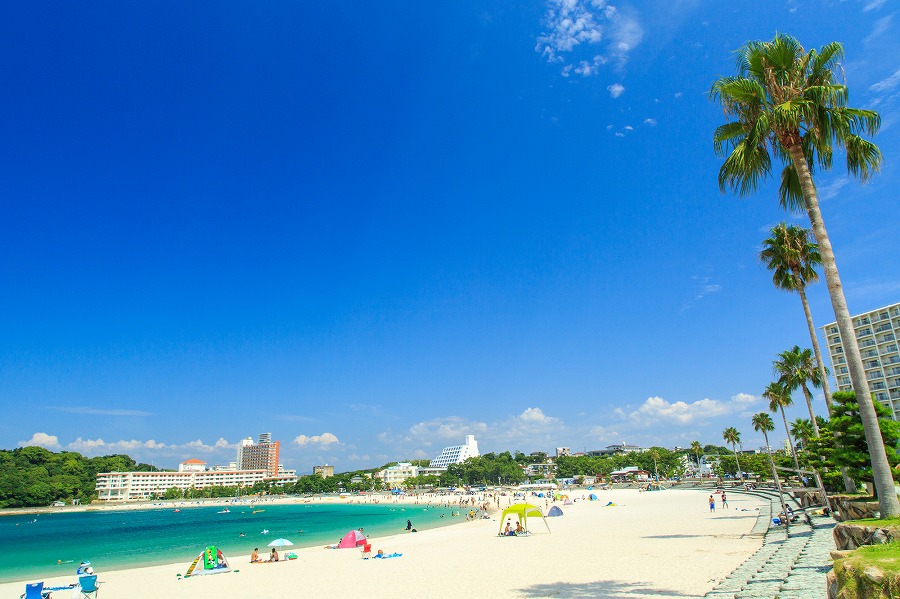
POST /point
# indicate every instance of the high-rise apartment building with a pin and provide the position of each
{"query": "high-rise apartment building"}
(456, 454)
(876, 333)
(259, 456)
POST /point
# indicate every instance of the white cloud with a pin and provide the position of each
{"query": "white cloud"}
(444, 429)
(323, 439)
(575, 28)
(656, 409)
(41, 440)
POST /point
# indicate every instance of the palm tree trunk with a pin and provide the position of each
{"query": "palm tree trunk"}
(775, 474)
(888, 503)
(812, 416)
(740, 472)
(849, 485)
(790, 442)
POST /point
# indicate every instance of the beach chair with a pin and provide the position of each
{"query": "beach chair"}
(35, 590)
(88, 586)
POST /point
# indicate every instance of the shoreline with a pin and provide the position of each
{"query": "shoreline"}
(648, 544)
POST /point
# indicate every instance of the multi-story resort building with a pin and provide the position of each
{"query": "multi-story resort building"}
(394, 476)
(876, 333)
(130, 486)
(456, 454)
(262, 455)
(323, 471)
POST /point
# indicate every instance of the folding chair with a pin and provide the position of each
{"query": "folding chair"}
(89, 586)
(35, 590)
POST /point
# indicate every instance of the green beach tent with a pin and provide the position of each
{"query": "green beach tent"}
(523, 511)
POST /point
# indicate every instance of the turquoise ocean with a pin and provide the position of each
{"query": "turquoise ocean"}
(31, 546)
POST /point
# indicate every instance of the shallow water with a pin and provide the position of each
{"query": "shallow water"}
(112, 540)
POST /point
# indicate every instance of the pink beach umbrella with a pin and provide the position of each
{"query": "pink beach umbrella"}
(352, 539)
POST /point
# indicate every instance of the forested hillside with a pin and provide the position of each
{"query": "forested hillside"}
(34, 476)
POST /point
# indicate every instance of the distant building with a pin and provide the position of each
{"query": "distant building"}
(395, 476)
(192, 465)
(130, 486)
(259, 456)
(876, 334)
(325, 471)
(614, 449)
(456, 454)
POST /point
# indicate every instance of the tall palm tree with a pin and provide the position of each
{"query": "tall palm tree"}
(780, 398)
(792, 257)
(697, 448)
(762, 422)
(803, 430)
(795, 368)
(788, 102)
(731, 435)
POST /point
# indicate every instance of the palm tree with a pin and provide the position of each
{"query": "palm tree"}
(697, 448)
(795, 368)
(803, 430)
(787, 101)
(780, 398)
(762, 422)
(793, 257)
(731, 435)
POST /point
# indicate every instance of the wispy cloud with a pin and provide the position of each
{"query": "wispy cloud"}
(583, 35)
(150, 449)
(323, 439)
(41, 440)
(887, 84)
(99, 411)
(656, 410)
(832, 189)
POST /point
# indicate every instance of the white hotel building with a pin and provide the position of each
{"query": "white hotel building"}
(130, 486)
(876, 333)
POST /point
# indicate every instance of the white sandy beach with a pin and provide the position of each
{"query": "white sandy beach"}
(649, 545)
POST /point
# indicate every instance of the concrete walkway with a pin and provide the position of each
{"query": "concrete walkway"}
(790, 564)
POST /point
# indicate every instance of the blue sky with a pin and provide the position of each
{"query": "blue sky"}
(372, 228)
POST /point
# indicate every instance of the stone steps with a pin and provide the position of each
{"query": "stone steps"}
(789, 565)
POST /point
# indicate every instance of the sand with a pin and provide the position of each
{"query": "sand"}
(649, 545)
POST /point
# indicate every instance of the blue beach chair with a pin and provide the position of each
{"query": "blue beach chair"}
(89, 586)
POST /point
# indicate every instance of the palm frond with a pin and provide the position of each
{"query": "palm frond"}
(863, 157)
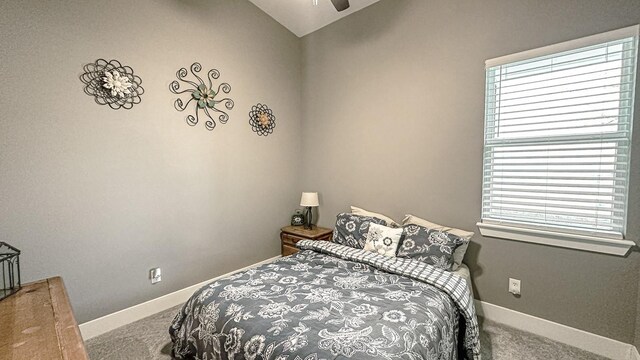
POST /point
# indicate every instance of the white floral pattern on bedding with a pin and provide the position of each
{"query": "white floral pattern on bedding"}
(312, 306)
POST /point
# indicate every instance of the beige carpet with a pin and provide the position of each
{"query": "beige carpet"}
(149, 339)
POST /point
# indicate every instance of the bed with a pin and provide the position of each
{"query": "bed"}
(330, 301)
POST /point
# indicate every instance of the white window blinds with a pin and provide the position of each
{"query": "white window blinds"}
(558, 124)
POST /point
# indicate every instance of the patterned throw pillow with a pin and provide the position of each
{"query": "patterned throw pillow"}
--
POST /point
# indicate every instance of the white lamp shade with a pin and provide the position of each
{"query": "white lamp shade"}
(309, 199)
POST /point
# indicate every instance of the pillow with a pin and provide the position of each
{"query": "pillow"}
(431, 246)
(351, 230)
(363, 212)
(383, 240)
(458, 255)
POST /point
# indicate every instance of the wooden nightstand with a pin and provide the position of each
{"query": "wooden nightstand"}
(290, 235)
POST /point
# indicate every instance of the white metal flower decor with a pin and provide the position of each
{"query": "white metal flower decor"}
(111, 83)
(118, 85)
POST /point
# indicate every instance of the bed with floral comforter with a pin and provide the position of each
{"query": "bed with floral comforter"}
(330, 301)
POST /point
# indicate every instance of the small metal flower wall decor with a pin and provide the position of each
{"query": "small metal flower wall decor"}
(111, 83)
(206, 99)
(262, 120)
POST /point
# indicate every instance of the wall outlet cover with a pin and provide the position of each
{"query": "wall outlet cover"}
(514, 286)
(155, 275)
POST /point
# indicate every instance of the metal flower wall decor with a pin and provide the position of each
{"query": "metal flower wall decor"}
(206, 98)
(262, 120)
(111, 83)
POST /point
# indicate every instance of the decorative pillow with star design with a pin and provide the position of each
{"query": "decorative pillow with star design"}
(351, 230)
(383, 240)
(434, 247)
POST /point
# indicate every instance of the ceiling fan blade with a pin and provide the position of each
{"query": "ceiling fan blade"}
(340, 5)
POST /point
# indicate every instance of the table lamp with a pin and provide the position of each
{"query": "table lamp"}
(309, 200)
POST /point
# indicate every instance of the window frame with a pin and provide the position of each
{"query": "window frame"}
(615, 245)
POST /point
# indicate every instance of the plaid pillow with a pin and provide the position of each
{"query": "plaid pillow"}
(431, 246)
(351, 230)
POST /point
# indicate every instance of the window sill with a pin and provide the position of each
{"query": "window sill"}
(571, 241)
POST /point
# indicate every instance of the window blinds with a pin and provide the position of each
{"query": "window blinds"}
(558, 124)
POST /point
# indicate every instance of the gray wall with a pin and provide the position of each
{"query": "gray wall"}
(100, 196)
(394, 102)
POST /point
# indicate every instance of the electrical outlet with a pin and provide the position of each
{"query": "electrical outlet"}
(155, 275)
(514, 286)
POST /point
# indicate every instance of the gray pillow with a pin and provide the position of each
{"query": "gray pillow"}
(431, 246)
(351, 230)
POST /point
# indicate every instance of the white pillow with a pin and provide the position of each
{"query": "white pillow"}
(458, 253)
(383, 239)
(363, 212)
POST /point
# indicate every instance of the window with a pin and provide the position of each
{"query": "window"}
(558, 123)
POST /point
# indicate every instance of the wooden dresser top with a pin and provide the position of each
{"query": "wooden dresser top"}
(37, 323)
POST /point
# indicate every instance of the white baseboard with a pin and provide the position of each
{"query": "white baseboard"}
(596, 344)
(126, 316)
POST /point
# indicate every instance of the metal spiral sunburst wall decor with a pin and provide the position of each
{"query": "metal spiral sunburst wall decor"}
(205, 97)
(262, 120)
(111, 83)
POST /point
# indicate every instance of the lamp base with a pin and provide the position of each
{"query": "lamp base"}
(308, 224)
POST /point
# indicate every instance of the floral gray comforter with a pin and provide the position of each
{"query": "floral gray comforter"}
---
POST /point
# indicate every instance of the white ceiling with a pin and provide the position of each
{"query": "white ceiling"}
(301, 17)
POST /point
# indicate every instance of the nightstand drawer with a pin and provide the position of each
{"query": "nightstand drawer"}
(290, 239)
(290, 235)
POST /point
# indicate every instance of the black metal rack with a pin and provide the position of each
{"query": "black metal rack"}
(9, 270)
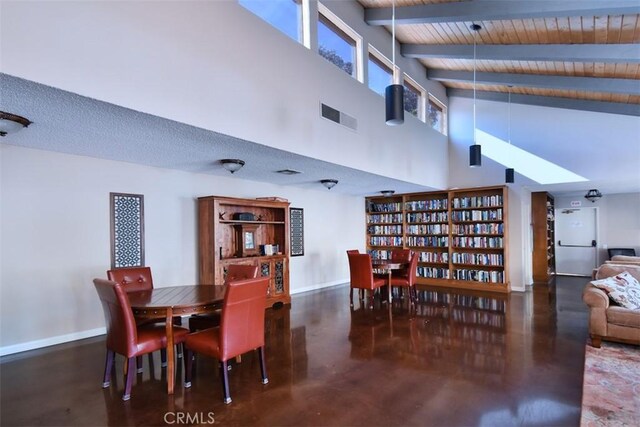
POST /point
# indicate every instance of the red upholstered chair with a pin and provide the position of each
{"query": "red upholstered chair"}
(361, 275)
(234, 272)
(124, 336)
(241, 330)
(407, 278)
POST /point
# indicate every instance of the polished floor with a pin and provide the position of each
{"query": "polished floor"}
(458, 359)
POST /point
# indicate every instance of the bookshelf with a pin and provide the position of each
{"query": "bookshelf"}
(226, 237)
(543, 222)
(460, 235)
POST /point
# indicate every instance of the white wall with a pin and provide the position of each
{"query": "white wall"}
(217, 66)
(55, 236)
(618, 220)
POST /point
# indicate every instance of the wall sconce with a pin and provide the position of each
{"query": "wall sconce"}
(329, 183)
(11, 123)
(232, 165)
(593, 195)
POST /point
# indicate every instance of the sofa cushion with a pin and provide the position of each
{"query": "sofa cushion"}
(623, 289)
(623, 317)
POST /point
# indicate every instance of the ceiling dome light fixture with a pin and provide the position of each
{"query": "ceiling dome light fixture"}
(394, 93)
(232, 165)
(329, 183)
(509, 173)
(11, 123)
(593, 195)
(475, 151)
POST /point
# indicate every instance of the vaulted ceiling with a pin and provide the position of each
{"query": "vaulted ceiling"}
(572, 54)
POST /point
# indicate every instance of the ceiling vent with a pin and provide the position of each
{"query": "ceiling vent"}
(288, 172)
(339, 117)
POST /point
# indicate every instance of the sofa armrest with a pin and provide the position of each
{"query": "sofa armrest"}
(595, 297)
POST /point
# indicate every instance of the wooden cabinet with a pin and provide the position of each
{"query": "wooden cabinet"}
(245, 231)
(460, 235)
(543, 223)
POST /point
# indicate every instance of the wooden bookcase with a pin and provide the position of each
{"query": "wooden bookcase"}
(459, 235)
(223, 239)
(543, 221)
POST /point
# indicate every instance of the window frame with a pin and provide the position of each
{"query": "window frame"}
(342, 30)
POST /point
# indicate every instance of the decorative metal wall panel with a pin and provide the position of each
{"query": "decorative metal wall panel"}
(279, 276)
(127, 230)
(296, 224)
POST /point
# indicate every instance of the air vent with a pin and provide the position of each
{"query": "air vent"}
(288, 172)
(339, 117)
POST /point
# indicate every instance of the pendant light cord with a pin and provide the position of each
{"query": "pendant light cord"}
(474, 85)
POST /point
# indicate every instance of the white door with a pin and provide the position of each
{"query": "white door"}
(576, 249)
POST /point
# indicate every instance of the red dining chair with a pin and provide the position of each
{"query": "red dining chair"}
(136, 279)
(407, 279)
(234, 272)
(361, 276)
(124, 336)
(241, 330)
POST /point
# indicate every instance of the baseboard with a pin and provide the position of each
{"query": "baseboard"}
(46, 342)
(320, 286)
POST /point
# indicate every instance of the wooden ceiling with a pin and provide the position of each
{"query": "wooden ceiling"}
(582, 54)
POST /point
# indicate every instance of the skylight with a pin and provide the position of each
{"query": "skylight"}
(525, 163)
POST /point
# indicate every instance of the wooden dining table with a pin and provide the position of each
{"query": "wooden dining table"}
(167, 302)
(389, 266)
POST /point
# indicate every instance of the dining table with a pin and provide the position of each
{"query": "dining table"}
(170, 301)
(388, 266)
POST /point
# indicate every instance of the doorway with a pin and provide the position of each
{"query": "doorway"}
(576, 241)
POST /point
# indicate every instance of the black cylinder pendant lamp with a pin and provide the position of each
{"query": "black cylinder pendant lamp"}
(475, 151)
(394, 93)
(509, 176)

> **What the task asks**: Count the lines in the records above that contain the word "doorway", matching case exactly, and give only the number.

> **Written response**: 2